» Exercise task:
Gather every line of the material below that contains the word "vegetation", treating case as significant, and copy each one out.

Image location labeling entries

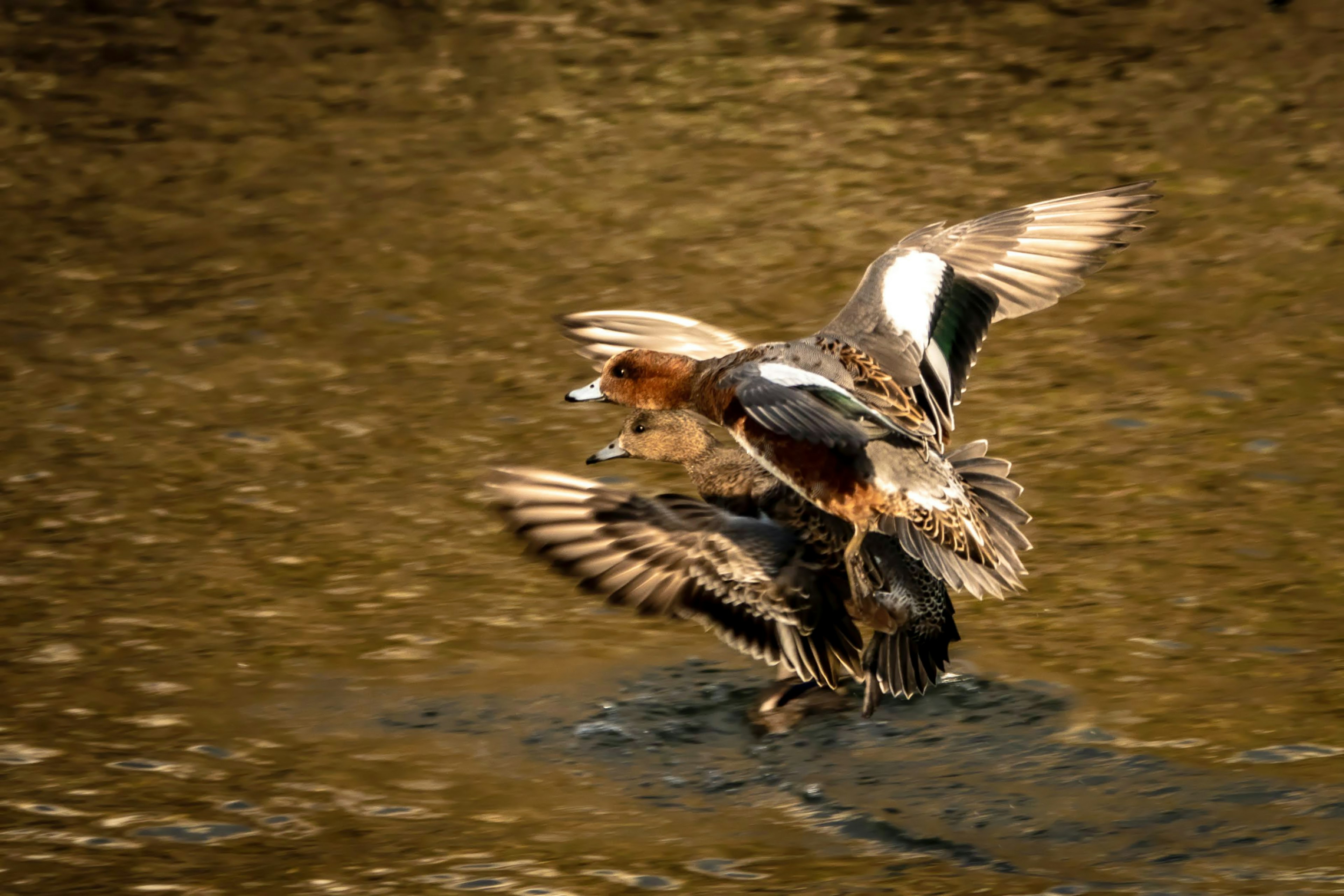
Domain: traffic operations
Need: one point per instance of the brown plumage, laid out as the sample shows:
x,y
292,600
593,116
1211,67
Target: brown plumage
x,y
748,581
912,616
--
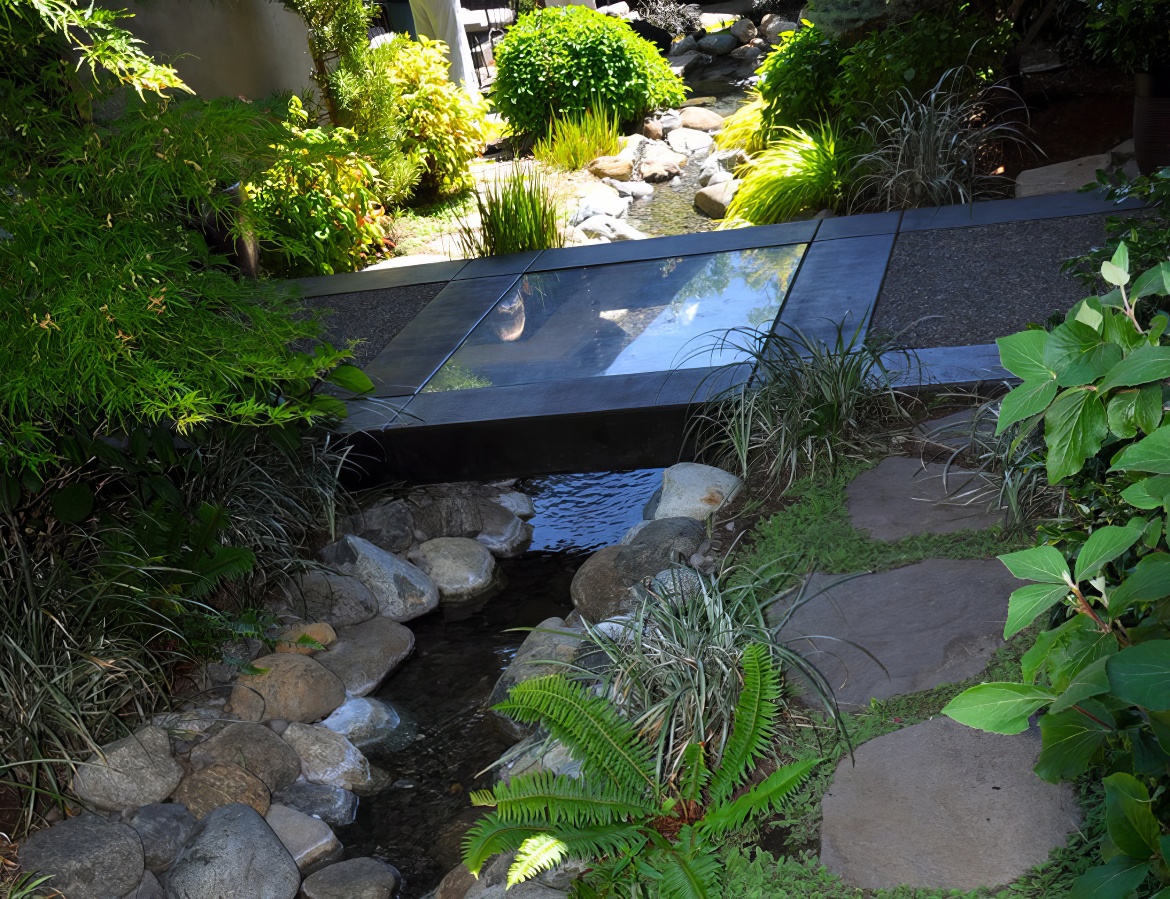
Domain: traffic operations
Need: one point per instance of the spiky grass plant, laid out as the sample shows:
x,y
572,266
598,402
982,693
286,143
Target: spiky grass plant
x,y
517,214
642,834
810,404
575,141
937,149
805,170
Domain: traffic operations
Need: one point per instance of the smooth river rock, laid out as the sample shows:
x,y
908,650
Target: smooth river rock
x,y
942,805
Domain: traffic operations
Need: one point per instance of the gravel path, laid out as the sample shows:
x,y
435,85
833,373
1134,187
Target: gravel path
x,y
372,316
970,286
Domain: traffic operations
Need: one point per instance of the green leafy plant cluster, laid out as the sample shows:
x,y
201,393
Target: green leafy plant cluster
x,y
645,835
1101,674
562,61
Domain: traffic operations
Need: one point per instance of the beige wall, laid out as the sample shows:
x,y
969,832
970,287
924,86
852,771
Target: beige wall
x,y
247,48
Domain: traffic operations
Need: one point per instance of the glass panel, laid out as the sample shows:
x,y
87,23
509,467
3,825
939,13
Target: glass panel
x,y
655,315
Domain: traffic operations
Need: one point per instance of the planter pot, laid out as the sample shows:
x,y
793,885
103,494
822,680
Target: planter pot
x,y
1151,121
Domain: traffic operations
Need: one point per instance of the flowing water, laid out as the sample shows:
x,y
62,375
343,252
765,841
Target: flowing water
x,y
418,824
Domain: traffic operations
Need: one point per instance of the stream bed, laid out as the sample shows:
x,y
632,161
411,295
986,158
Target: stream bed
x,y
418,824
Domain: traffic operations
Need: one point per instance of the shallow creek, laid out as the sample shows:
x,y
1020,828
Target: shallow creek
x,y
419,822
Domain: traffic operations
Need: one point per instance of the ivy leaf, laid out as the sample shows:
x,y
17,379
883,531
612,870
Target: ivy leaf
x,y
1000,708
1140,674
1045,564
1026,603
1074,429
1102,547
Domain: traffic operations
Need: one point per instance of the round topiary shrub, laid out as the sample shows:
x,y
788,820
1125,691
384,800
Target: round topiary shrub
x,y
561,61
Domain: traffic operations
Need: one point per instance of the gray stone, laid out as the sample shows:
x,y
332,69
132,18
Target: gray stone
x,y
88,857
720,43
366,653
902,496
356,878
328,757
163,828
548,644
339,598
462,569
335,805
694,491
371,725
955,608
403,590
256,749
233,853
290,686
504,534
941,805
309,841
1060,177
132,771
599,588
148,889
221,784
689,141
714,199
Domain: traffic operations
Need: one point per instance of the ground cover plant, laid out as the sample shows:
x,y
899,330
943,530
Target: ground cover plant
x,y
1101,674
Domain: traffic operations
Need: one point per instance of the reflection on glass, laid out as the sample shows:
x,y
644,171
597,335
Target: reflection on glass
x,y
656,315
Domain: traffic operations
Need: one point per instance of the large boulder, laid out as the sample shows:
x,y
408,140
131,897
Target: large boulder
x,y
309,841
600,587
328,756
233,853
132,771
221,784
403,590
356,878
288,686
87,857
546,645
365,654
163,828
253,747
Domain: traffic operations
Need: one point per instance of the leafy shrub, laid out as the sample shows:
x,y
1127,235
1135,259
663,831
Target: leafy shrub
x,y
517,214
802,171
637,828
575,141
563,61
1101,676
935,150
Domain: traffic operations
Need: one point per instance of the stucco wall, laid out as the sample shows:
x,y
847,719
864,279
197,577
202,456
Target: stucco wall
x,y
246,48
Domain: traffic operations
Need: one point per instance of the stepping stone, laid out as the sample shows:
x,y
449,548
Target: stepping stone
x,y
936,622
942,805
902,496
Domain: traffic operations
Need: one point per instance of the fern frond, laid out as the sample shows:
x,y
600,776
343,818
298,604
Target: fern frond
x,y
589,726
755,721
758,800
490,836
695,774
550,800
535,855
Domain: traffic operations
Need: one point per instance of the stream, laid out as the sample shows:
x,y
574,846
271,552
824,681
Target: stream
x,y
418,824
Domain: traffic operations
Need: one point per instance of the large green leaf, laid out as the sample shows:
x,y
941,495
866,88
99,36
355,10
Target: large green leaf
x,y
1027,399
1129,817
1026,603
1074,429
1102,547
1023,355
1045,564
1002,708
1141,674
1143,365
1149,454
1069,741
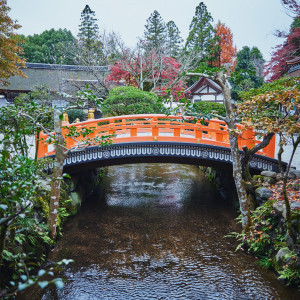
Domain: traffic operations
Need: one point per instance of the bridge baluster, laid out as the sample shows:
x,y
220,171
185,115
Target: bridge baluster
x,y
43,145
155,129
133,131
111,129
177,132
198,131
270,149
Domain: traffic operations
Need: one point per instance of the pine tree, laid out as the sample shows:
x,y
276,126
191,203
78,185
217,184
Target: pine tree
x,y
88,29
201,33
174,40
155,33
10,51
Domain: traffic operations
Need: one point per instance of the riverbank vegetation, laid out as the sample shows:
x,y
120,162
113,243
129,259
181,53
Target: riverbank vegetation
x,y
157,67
* * *
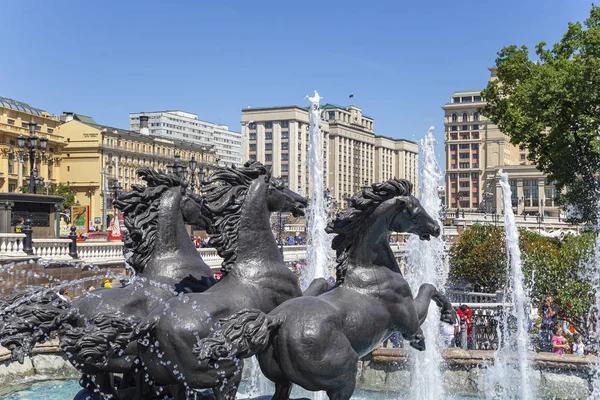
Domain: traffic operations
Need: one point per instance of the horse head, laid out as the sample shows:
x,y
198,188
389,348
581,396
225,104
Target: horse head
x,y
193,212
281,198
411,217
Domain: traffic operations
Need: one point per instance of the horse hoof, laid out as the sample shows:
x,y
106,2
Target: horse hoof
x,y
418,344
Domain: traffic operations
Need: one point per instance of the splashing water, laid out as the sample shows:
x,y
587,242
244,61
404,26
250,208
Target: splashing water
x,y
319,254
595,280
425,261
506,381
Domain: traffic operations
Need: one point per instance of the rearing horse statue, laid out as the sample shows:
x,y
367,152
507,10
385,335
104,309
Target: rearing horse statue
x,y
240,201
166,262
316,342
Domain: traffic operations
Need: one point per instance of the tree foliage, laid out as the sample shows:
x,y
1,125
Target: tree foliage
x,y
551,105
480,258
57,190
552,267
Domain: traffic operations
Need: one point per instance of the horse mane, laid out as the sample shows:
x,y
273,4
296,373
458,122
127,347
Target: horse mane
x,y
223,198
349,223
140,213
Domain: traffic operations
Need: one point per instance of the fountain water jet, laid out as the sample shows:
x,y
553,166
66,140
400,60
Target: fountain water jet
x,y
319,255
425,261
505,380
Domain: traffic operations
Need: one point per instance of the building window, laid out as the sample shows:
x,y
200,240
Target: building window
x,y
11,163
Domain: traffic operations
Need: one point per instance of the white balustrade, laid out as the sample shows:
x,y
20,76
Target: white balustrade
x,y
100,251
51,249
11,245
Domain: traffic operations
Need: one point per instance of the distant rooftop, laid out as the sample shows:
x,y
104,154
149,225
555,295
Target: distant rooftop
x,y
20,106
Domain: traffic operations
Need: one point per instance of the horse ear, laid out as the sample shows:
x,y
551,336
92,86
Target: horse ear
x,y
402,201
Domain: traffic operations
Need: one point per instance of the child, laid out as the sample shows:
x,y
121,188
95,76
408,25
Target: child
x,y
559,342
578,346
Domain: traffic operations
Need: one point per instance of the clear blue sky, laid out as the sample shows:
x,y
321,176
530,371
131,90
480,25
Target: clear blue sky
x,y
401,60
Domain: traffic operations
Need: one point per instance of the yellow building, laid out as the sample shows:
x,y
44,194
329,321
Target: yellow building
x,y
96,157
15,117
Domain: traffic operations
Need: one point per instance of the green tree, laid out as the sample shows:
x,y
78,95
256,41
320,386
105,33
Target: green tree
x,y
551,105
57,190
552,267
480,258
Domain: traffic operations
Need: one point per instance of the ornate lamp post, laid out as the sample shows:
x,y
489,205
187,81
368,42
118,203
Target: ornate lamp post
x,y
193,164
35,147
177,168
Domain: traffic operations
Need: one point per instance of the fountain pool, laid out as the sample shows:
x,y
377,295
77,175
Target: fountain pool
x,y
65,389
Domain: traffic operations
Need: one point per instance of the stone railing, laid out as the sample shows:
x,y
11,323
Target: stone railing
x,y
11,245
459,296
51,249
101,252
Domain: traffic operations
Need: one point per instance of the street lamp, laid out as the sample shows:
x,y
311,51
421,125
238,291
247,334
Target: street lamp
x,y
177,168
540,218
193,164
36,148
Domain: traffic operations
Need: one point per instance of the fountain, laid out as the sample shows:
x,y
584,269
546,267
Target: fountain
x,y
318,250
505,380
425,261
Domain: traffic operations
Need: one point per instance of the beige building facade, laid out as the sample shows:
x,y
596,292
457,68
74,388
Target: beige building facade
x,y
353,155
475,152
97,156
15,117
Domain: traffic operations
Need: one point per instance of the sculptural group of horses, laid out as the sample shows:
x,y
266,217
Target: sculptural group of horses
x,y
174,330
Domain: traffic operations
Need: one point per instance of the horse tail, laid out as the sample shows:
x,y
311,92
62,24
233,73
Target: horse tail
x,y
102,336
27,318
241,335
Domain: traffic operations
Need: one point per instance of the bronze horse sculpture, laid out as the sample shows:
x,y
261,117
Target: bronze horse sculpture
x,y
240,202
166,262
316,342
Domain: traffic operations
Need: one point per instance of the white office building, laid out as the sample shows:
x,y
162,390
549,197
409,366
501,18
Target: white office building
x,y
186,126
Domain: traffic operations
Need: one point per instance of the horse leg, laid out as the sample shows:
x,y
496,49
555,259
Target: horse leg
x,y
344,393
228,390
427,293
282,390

» Solution:
Need: one point per instance of the riverbank vegetation, laid out as the sample shows:
Target: riverbank vegetation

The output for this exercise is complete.